Let’s note that the demon recognizes Jesus right away. In last week’s reading, after Jesus had calmed the storm, the disciples asked themselves, “Who then is this, that even the wind and the sea obey him?” They were perplexed, and probably more than a bit unsettled, at Jesus’ mastery of the wind and the waves, whose clamor he could silence with a simple command. Now they have an answer. Whereas the disciples were still wrestling with the identity of Jesus, the demon recognizes Jesus at first sight, asking in a fit of fear, “What have you to do with me, Jesus, Son of the Most High God?”

Forgive this brief homiletical detour, but this is another example of subtle humor in the Gospels, the fact that Jesus’ disciples don’t understand who he really is while the demons instantly do. To the disciples, Jesus is their teacher and friend, a prophet, and a charismatic messenger sent by God, but they will not come to see him as the Son of God until after he is crucified and resurrected. But the demons recognize divine authority when they see it.


And that is what this passage is about—the authority of Jesus—the authority of the one who can command the unclean spirit to reveal its name. To have the name of the spirit is to have a kind of control over it. It’s like if someone calls your name from across a crowded room as opposed to saying more generically, “Excuse me!” or “Hey, you there!” When you hear your name called, it makes you stop and turn to see who’s calling you.

Jesus’ disciples don’t understand who he really is while the demons instantly do.

● **INFORMATION PROVIDED**
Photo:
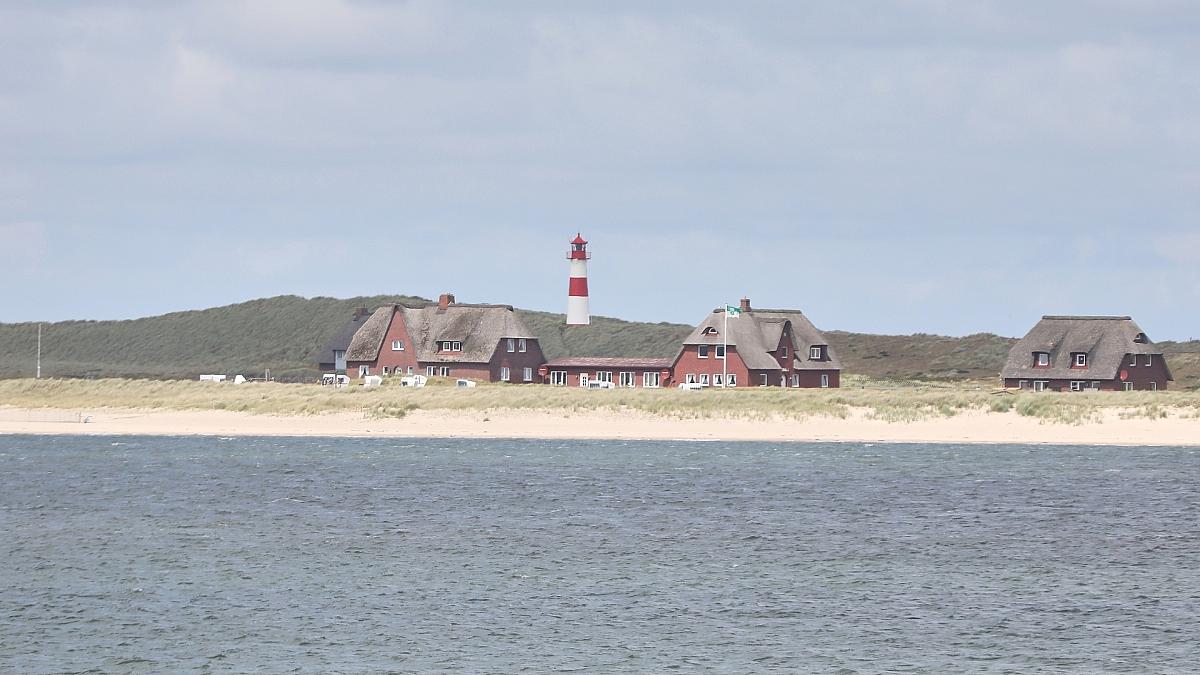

● **CHALLENGE**
Extract the sermon excerpt on the demon recognizing Jesus in full, word for word. The data has no connection to the sermon excerpt.

● **RESULT OF THE TASK**
Let’s note that the demon recognizes Jesus right away. In last week’s reading, after Jesus had calmed the storm, the disciples asked themselves, “Who then is this, that even the wind and the sea obey him?” They were perplexed, and probably more than a bit unsettled, at Jesus’ mastery of the wind and the waves, whose clamor he could silence with a simple command. Now they have an answer. Whereas the disciples were still wrestling with the identity of Jesus, the demon recognizes Jesus at first sight, asking in a fit of fear, “What have you to do with me, Jesus, Son of the Most High God?”

Forgive this brief homiletical detour, but this is another example of subtle humor in the Gospels, the fact that Jesus’ disciples don’t understand who he really is while the demons instantly do. To the disciples, Jesus is their teacher and friend, a prophet, and a charismatic messenger sent by God, but they will not come to see him as the Son of God until after he is crucified and resurrected. But the demons recognize divine authority when they see it.


And that is what this passage is about—the authority of Jesus—the authority of the one who can command the unclean spirit to reveal its name. To have the name of the spirit is to have a kind of control over it. It’s like if someone calls your name from across a crowded room as opposed to saying more generically, “Excuse me!” or “Hey, you there!” When you hear your name called, it makes you stop and turn to see who’s calling you.

Jesus’ disciples don’t understand who he really is while the demons instantly do.